### Extracted records

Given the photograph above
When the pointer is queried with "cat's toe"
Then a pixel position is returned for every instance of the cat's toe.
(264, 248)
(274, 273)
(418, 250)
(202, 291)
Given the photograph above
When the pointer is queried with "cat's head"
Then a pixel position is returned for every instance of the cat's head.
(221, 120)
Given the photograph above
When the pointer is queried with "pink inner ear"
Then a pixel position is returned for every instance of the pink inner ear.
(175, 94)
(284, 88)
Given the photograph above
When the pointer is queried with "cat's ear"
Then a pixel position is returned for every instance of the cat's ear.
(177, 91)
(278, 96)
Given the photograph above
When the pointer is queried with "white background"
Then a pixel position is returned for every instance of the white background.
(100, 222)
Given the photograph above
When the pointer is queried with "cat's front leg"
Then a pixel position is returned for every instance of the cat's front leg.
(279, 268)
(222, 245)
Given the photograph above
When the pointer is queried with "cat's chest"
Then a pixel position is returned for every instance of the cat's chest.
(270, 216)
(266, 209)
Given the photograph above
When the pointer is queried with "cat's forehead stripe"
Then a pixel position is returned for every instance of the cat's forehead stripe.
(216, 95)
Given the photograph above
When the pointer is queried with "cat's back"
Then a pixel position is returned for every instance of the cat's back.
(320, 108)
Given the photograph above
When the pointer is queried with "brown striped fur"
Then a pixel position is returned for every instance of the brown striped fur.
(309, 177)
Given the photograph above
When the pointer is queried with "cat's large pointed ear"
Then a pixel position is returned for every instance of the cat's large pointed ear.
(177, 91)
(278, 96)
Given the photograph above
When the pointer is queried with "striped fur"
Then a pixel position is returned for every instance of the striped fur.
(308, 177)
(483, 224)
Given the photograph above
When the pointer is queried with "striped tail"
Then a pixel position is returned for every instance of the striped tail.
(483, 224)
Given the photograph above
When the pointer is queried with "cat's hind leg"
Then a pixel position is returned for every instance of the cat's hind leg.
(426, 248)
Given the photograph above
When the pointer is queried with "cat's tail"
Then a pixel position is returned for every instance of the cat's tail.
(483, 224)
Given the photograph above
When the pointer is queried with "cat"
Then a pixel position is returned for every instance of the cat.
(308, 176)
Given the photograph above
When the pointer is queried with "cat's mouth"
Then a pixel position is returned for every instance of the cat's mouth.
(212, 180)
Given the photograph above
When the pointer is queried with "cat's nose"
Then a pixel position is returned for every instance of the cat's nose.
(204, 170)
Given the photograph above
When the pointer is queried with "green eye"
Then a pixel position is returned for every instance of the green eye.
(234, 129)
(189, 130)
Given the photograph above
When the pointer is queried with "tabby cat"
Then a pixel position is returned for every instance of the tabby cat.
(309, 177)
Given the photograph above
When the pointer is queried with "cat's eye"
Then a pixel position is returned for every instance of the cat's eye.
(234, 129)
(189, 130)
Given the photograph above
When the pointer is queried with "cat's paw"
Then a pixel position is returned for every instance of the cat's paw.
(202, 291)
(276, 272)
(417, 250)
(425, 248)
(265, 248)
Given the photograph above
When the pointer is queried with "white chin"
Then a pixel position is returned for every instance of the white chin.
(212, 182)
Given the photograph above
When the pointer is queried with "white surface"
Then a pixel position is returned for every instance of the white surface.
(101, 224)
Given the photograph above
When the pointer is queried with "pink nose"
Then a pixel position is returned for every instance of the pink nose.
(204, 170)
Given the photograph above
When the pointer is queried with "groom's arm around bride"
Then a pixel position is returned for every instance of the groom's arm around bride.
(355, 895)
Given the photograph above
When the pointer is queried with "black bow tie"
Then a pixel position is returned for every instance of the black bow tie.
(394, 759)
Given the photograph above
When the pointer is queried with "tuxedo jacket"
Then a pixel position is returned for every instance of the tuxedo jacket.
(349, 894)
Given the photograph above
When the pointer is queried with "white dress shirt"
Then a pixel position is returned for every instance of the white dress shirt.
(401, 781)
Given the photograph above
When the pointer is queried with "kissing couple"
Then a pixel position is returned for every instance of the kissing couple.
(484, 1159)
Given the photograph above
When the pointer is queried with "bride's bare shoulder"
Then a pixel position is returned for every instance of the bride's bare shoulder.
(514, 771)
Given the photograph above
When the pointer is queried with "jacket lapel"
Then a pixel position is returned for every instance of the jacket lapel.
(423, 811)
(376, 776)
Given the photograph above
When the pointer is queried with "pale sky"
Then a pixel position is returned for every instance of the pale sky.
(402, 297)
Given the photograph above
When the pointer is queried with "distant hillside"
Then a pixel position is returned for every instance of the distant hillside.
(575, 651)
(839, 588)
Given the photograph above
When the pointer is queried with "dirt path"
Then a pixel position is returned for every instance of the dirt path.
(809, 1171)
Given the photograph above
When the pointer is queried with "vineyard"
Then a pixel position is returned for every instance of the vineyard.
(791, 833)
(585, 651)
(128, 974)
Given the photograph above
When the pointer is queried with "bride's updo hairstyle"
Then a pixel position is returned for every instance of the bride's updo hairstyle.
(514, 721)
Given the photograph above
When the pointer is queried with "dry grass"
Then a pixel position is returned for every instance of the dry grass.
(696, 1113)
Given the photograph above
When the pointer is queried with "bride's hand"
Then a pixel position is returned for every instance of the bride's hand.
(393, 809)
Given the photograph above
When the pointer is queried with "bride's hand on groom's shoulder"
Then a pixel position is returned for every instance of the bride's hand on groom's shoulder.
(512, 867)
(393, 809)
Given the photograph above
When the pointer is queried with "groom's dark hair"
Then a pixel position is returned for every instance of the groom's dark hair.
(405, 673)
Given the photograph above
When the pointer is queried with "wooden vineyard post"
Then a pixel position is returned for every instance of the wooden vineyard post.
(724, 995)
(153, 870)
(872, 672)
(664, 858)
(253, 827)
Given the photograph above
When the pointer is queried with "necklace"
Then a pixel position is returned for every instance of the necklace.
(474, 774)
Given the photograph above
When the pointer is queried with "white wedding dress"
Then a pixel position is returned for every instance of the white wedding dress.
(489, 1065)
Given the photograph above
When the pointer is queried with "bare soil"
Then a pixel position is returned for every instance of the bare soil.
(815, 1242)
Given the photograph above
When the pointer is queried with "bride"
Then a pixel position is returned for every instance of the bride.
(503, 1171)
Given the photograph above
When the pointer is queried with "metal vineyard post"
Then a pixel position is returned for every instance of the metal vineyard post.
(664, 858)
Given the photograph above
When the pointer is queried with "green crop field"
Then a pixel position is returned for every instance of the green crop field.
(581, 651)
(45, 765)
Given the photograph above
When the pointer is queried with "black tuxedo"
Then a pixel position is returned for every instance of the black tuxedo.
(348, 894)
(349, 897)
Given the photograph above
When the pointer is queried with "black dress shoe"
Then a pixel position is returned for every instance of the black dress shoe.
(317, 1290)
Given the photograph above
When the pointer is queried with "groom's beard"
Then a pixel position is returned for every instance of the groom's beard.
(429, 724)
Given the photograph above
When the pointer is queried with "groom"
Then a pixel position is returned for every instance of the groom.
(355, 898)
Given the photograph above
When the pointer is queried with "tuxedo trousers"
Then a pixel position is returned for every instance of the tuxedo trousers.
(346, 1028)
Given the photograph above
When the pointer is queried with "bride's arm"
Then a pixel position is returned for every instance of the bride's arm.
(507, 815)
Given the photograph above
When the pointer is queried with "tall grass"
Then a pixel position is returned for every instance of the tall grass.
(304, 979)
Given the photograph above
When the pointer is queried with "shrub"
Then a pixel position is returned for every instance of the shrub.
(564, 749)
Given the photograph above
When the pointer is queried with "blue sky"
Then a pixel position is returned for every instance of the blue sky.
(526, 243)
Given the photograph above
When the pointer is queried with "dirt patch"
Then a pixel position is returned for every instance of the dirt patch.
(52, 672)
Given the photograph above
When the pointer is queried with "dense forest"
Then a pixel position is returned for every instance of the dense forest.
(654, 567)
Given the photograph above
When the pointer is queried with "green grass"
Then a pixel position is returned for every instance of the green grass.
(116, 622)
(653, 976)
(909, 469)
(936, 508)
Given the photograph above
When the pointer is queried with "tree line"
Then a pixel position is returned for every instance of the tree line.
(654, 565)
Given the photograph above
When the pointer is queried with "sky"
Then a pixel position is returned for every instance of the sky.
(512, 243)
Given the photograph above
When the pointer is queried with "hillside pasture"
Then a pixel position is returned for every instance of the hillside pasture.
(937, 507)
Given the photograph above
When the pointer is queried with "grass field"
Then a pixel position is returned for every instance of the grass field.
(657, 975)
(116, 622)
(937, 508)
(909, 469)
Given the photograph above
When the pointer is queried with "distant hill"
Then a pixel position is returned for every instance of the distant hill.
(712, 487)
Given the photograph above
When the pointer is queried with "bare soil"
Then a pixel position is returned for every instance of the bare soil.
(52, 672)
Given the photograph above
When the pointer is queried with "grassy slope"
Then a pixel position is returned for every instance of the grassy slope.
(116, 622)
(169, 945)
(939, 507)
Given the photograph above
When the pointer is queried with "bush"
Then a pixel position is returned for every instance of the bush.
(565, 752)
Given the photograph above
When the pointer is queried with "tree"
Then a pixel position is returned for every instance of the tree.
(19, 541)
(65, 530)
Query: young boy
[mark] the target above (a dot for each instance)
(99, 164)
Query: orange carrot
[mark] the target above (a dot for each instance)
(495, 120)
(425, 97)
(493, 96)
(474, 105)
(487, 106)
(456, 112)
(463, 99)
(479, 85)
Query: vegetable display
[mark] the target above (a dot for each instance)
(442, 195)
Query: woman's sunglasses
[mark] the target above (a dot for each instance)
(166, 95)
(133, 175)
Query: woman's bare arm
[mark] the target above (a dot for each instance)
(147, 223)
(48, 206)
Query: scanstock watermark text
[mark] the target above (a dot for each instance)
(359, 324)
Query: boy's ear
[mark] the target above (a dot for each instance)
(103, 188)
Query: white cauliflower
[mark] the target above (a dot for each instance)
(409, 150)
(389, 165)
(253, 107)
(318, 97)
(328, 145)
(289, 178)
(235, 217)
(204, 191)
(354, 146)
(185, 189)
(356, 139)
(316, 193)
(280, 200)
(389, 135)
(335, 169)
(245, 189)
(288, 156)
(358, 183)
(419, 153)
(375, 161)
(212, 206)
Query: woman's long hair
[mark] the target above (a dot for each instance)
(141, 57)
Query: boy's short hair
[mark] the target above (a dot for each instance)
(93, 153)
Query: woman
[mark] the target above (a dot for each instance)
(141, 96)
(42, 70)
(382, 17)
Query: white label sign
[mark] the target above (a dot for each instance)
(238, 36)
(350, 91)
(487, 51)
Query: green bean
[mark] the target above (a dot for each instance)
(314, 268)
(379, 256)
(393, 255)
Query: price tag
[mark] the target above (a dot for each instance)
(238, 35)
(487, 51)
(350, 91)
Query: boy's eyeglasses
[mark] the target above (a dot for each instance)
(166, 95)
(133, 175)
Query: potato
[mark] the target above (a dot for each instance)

######

What the task requires: Which lines run from the one containing "Query: scanstock watermark text" to the end of the entries above? Quote exactly those, and only those.

Task response:
Query: scanstock watermark text
[mark] the target above (a dot for each instance)
(359, 324)
Query: boy's ear
[mark] the target above (a dot for each instance)
(103, 188)
Query: white cauliflower
[mark] the target above (a dot for each instance)
(409, 150)
(389, 165)
(253, 107)
(318, 97)
(328, 145)
(289, 178)
(235, 217)
(204, 191)
(354, 146)
(185, 189)
(356, 139)
(316, 193)
(280, 200)
(389, 135)
(335, 169)
(245, 189)
(288, 156)
(358, 183)
(419, 153)
(375, 161)
(212, 206)
Query: woman's long hair
[mark] the target above (a dot for each instance)
(141, 57)
Query: boy's short hair
[mark] the target above (a dot for each instance)
(93, 153)
Query: woman
[mark] the target above (a dot for each instance)
(141, 96)
(42, 70)
(382, 17)
Query: white label sign
[mark] the target above (a dot for each instance)
(238, 36)
(350, 91)
(487, 51)
Query: green bean
[mark] the target above (a dot for each instance)
(314, 268)
(379, 256)
(393, 255)
Query: price tag
[mark] the target above (a dot for each instance)
(238, 35)
(487, 51)
(350, 91)
Query: boy's eyeglasses
[mark] the target above (a dot for each instance)
(166, 95)
(133, 175)
Query: potato
[mark] the target above (a dot for each instance)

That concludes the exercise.